## PROBLEM STATEMENT
Print the stretch from the line containing "Draw the outline of every instance of the **white" through the line containing "Please outline every instance of the **white", reproducing each line verbatim.

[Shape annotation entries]
__________________________________________________
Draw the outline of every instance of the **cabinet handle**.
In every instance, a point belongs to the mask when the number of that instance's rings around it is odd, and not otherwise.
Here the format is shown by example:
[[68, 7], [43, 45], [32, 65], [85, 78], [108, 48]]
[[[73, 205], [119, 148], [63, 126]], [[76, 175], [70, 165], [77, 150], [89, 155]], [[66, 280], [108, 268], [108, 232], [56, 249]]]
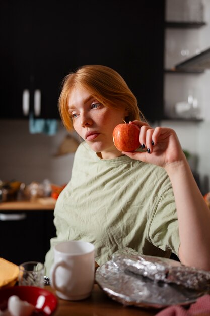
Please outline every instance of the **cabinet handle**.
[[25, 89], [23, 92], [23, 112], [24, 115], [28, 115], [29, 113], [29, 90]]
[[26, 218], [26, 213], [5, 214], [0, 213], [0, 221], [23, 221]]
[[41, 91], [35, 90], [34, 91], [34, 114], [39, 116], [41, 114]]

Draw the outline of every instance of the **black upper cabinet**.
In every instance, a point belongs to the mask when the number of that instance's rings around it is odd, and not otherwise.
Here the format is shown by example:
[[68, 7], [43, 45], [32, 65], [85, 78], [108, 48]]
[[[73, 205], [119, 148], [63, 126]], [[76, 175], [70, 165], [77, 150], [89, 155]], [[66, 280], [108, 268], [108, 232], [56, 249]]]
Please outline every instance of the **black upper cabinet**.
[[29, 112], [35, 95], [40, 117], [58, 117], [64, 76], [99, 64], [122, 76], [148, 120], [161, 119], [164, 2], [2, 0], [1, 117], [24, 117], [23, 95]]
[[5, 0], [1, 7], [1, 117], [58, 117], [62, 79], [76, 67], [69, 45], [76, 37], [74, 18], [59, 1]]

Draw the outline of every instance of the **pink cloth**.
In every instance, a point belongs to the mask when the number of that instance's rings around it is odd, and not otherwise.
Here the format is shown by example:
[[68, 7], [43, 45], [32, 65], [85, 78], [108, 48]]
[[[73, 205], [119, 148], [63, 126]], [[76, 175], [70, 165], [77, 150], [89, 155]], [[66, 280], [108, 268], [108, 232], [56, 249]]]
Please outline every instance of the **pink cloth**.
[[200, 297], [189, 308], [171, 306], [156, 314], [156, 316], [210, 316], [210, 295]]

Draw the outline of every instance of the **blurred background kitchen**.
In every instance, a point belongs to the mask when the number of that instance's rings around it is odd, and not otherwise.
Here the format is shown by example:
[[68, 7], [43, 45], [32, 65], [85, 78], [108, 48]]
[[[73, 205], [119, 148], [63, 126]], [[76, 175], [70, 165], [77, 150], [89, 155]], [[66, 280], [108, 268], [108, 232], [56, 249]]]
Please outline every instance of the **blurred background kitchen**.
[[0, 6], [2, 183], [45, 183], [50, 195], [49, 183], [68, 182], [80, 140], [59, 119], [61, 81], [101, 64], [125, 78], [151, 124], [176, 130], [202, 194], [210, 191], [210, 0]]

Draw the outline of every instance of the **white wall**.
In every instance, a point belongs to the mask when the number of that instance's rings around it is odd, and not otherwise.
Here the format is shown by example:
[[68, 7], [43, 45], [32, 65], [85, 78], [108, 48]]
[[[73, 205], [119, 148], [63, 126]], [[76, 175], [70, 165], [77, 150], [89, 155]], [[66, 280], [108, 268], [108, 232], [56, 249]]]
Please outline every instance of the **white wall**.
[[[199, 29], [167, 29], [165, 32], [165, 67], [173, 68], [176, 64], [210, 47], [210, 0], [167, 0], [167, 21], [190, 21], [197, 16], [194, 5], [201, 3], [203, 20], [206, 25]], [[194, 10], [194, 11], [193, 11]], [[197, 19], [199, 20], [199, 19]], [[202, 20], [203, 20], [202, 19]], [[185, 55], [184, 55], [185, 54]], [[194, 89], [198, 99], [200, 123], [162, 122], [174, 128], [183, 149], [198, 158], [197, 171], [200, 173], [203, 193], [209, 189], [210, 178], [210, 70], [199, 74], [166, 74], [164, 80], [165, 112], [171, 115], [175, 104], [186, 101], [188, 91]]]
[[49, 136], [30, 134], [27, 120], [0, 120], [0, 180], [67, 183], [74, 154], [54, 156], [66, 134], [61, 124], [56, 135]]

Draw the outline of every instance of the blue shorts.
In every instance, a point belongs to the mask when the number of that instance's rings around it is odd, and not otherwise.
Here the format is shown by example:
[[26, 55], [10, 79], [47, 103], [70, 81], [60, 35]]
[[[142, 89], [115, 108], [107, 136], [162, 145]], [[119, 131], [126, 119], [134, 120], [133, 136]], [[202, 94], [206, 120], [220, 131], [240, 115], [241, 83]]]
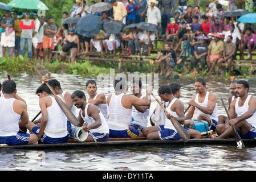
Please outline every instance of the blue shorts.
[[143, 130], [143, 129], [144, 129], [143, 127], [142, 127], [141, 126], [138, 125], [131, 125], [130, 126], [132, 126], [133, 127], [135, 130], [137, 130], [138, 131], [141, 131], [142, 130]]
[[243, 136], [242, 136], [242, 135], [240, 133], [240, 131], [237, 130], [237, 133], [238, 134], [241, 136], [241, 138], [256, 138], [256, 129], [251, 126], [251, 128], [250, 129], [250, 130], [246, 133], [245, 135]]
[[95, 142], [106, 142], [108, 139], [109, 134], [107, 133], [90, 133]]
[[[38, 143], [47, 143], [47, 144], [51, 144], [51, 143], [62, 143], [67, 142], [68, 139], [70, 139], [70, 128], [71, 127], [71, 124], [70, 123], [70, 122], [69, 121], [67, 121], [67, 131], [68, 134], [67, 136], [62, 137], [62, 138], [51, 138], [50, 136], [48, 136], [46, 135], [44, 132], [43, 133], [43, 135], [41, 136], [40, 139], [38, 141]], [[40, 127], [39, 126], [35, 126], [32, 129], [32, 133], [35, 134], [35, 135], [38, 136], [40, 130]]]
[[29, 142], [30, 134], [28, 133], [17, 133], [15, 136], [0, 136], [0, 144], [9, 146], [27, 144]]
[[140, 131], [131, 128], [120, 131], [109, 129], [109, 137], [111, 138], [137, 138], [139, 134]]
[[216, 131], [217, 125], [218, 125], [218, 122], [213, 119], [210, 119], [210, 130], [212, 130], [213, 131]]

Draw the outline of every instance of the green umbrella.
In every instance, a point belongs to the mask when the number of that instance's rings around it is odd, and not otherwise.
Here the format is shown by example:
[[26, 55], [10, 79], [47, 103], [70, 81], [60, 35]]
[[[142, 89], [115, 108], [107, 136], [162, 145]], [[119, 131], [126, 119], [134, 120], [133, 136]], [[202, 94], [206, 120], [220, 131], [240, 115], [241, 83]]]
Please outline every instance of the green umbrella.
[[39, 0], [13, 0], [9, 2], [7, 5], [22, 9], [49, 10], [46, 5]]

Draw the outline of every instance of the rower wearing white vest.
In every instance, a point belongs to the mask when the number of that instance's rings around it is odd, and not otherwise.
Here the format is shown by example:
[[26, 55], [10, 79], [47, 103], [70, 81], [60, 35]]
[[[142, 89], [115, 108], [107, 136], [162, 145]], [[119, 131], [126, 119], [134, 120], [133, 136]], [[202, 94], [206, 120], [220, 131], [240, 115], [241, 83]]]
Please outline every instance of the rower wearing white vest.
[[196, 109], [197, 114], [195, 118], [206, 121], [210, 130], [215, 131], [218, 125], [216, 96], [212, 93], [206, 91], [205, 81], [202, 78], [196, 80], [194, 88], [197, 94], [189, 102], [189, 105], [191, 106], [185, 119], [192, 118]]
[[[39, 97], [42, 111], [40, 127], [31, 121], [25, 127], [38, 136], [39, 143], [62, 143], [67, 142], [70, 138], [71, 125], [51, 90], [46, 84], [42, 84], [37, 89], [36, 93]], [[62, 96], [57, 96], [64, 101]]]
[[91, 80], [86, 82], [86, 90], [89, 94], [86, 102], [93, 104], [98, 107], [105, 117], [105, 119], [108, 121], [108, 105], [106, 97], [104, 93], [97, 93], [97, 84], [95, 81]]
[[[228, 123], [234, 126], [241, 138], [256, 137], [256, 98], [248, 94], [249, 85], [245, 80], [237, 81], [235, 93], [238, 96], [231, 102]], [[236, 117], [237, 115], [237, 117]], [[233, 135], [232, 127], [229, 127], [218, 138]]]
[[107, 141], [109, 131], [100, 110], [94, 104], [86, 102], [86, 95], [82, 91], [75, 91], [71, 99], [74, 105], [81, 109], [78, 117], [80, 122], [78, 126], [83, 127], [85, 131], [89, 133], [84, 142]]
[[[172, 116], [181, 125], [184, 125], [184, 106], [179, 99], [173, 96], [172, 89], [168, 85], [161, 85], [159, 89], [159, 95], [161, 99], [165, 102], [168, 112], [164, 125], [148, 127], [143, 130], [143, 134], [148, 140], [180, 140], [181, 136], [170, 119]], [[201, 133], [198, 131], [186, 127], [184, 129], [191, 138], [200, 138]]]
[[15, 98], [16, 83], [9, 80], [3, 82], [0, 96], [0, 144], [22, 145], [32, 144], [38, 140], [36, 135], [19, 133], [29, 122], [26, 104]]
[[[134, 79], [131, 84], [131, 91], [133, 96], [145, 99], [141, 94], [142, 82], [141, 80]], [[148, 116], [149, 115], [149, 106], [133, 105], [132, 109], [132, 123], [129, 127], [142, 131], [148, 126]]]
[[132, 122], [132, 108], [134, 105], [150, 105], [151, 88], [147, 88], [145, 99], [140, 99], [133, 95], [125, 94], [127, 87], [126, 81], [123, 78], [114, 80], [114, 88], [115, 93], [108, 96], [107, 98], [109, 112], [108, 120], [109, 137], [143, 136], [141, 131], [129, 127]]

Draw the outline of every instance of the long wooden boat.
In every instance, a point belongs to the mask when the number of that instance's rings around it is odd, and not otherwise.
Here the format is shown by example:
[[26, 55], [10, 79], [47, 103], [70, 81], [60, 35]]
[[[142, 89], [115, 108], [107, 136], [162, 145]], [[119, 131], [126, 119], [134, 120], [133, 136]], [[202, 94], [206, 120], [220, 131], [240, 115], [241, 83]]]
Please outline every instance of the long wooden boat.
__________________________________________________
## RESULT BELOW
Draw the outline of every instance of the **white wall**.
In every instance, a point belongs to the mask when the number of that instance's rings around it is odd, and not otherwise.
Here the format is shown by example:
[[68, 7], [43, 45], [32, 65], [85, 78], [108, 48]]
[[[73, 205], [119, 148], [63, 126]], [[76, 175], [70, 165], [77, 150], [89, 155]], [[66, 280], [108, 268], [108, 232], [56, 249]]]
Please outline every instance of the **white wall**.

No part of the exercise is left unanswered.